Last Friday Julia and I traveled to Silver Spring, Maryland to celebrate the second birthday of our grandson. His parents reported that, according to his two-year check-up, Alban is 50th percent in height, 50th percent in weight, and 90th percent in head size. Which made me think of the Yonghy-Bonghy-Bo.
“Though you’ve such a tiny body and your head so large doth grow,” says Lady Jingly Jones as she rejects the marriage proposal and breaks the heart of Edward Lear’s poignant creation. Of course, Alban is much cuter than the Yonghy Bonghy Bo. But given my fondness for this poem, it’s nice having the association.
My father read Lear’s poetry to my brothers and me as we were growing up so that, between Lear and Lewis Carroll, we were thoroughly immersed in Victorian nonsense. Nonsense had been a word of opprobrium in the centuries before, with John Dryden describing his rival Richard Shadwell as “through all the realms of nonsense, absolute,” and Alexander Pope writing of his own rival Collie Cibber, “Nonsense precipitate, like running lead,/ That slipped through cracks and zigzags of the head.” But by the 19th century, readers were looking for some refuge from the functional utilitarianism of industrial middle class society and found a breath of fresh air in rationality turned upside down.

- [OBJECTIVES]
1. List every writer named in the passage on nonsense poetry.
2. According to the passage on nonsense poetry, in what percentile was Alban for head size at his two-year check-up?
3. Write the next part of the passage on nonsense poetry, picking up after its final sentence.

- [STORED ROWS]
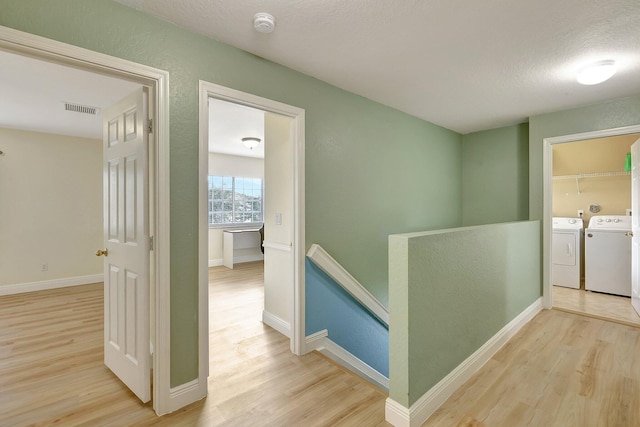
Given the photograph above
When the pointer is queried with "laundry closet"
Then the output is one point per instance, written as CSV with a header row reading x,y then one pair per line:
x,y
591,244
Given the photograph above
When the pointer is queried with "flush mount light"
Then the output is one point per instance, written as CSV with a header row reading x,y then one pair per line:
x,y
251,142
597,72
264,22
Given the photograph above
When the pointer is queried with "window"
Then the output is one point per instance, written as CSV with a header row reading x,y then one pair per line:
x,y
234,201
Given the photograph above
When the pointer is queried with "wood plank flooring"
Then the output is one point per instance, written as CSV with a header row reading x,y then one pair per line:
x,y
52,373
595,304
561,369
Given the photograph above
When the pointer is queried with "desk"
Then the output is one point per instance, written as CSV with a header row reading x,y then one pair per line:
x,y
229,244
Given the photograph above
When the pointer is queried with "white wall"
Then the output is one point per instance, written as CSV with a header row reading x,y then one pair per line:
x,y
278,258
247,167
50,207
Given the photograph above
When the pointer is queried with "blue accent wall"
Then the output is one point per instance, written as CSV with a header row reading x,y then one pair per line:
x,y
349,324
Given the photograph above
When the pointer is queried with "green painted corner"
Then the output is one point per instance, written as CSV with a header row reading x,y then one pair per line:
x,y
463,286
495,177
371,170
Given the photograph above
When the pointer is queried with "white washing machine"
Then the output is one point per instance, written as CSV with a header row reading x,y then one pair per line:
x,y
566,252
608,254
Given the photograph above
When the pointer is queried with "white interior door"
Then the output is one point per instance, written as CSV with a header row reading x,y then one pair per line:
x,y
126,228
635,225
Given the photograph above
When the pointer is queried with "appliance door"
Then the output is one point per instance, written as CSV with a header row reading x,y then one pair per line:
x,y
564,248
608,262
565,266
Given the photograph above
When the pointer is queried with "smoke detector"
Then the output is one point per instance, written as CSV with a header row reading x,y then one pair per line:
x,y
264,22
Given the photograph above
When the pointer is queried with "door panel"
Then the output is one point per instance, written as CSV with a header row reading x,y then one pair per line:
x,y
126,323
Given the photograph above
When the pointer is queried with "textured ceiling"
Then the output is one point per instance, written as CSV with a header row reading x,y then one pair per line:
x,y
34,93
466,65
31,102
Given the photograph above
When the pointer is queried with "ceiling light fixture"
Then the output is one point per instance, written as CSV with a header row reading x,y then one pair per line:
x,y
251,142
264,22
597,72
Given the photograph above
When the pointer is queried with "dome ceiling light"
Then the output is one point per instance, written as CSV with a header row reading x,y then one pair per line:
x,y
264,22
597,72
251,142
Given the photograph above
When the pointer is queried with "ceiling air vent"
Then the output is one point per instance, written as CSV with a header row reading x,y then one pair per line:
x,y
84,109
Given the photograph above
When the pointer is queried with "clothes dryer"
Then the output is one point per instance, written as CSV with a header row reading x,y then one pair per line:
x,y
608,254
566,252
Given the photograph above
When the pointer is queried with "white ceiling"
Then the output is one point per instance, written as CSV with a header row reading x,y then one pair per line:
x,y
229,123
466,65
34,93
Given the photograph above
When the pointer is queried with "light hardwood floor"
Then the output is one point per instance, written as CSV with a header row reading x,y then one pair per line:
x,y
51,369
594,304
561,369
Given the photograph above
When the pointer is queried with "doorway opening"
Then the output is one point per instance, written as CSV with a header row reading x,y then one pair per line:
x,y
566,202
58,54
280,133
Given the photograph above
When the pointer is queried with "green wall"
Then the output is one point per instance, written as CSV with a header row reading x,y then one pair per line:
x,y
370,170
495,175
450,291
607,115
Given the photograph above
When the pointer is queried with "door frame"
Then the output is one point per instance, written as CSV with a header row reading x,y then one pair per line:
x,y
547,197
210,90
26,44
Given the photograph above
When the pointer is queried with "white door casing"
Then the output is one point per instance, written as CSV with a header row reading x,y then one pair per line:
x,y
126,228
635,225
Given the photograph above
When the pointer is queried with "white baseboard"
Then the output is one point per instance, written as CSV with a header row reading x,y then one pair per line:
x,y
423,408
185,394
18,288
315,341
248,258
276,323
321,342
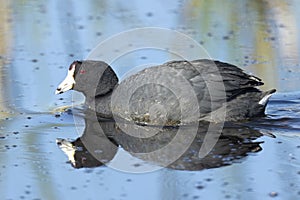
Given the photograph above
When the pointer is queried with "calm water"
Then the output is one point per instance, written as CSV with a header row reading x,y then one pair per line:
x,y
40,39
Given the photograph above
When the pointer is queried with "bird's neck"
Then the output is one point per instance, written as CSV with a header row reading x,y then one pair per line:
x,y
101,104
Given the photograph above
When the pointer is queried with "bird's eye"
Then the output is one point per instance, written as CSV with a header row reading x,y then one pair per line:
x,y
71,66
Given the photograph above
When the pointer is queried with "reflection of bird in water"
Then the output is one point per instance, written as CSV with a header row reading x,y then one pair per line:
x,y
101,139
175,93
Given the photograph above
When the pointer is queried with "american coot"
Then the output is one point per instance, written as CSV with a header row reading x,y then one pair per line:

- [THE REPLIES]
1. Edward Lear, Lewis Carroll, John Dryden, Richard Shadwell, Alexander Pope, Collie Cibber

2. The 90th percentile.

3.
Of course, nonsense poetry also appeals to children of all times. Intent on exploring the many possibilities that the world offers and not prepared to accept its limitations, they find in nonsense poetry a reflection of their own venturesome minds. I considered as personal friends the owl and the pussycat, the Jumblies, and the man who discovered “two owls and a hen, three larks and a wren” all nesting in his beard.
But the Yonghy-Bonghy-Bo was always my favorite. Maybe that’s because I was short like he was (although unlike Alban, my head size was average). Maybe I recognized in his longing for Lady Jingly my own childhood crush (unrequited) on Barbara Reid. The mixture of pathos and nonsense captured a child’s emotional state. Maybe the very randomness of his worldly possessions—“two old chairs and half a candle, one old jug without a handle”—is the way a child sees the world, with one’s collection of things not seeming to have any particular logic. In any event, I had the poem memorized early on.
This later proved to be useful because, when Julia was going through protracted labor with our first son, I recited the poem for hours as I rubbed lotion into her skin. (There were other poems I recited as well but this is the one we both remember.) There is something incantatory about Lear’s poetry that helped Julia focus on something beside the pain.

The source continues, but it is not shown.